Según nos cuenta Eduardo Matos Moctezuma, con esa amenidad que le caracteriza y que suele escasear entre los arqueólogos, al comenzar el siglo XX se produjo una cruenta polémica no exenta de agresividad entre dos grandes estudiosos del México prehispánico, Alfredo Chavero y Leopoldo Batres, sobre el dichoso y enorme monolito. El primero aseguraba que se trataba de Chalchuitlicue y el segundo decía que no era otra cosa que Tláloc. Hay vestigios de que la discusión fue muy enconada dado que ambos eran bastante perruchos y estaban seguros de poseer la verdad.
La enorme pieza se hallaba en una cañada inmediata a Coatlinchán, por el rumbo de Texcoco, y los pobladores le atribuían los beneficios de la lluvia que sobre el lugar caía. Era, pues, muy apreciado en ese vecindario.
No terciaré en la discusión. Mi interés es dejar constancia de que ya lleva 55 años en donde está y que, de acuerdo con el estilo democrático de nuestro actual gobierno, es evidentemente Tláloc por decisión mayoritaria de la población, aunque sería posible que tal preferencia se debiera a que la opinión de Chavero implicaba el uso de una palabra que no es fácil de recordar ni de pronunciar.
Imaginemos por un momento a los muchos admiradores españoles, gringos o franceses que diariamente visitan la dicha mole tratando de decir Chalchiuhtlicue: ¡qué horror!

■ ■ ■

• _PLANTEAMIENTO DEL PROBLEMA_:
Prosigue el texto sobre el monolito de Coatlinchán a partir de su última oración. Los datos no intervienen en esto.

• _INFORMACIÓN PROPORCIONADA_:
■ ■ ■

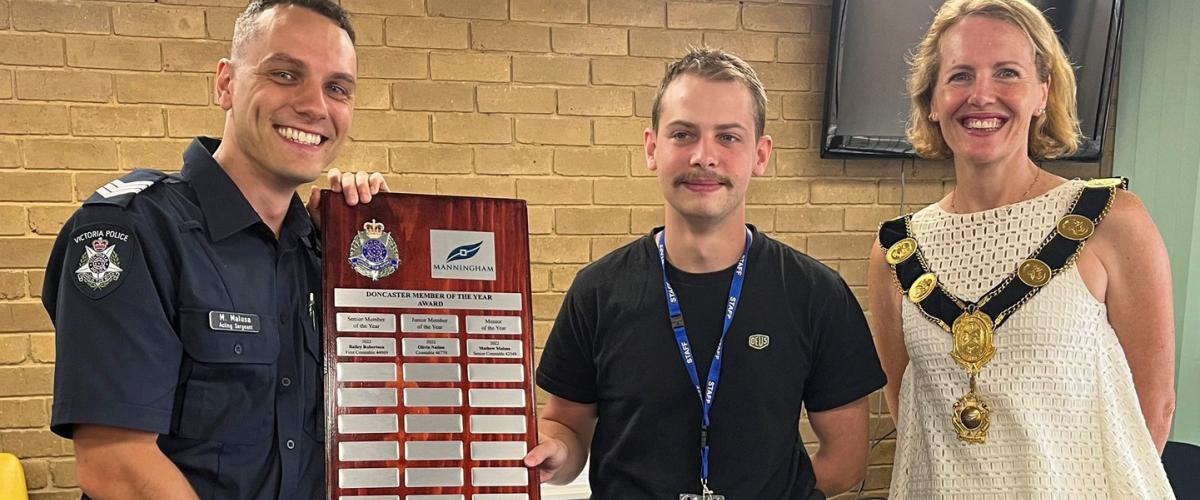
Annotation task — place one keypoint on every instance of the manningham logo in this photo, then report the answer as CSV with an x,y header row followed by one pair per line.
x,y
468,254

■ ■ ■

• _RESPUESTA DEL EJERCICIO_:
Creo que debemos considerar que fue un gran acierto del gobierno de López Mateos realizar la mudanza a su sitio actual, pero, además, vale recordar que mientras era trasladado ya por el pavimento de la Ciudad de México en una plataforma rodante de 64 llantas, no obstante que abril no es época de lluvias, se desató una tempestad como pocas se han visto en el Valle de México a lo largo de su historia y, algo más extraordinario, es que de los miles de mirones que le hicieron valla, pletóricos de entusiasmo, muy pocos se movieron de su lugar.
Recuerdo que este servidor estaba parado en Paseo de la Reforma, ya cerca del museo en construcción, donde trabajaba como eventual en esa época, contratado por el INAH, dado su apuro de terminar la obra a tiempo. Mi rol era de Momega: mozo, mensajero y gato. Tampoco olvidaré nunca que con el agua que caía del cielo no se vieron las lágrimas que me causó la emoción de verlo llegar entre tantos gritos, aplausos y porras. Tampoco faltaron señoras que rezaban y hasta hubo quien se postró de rodillas.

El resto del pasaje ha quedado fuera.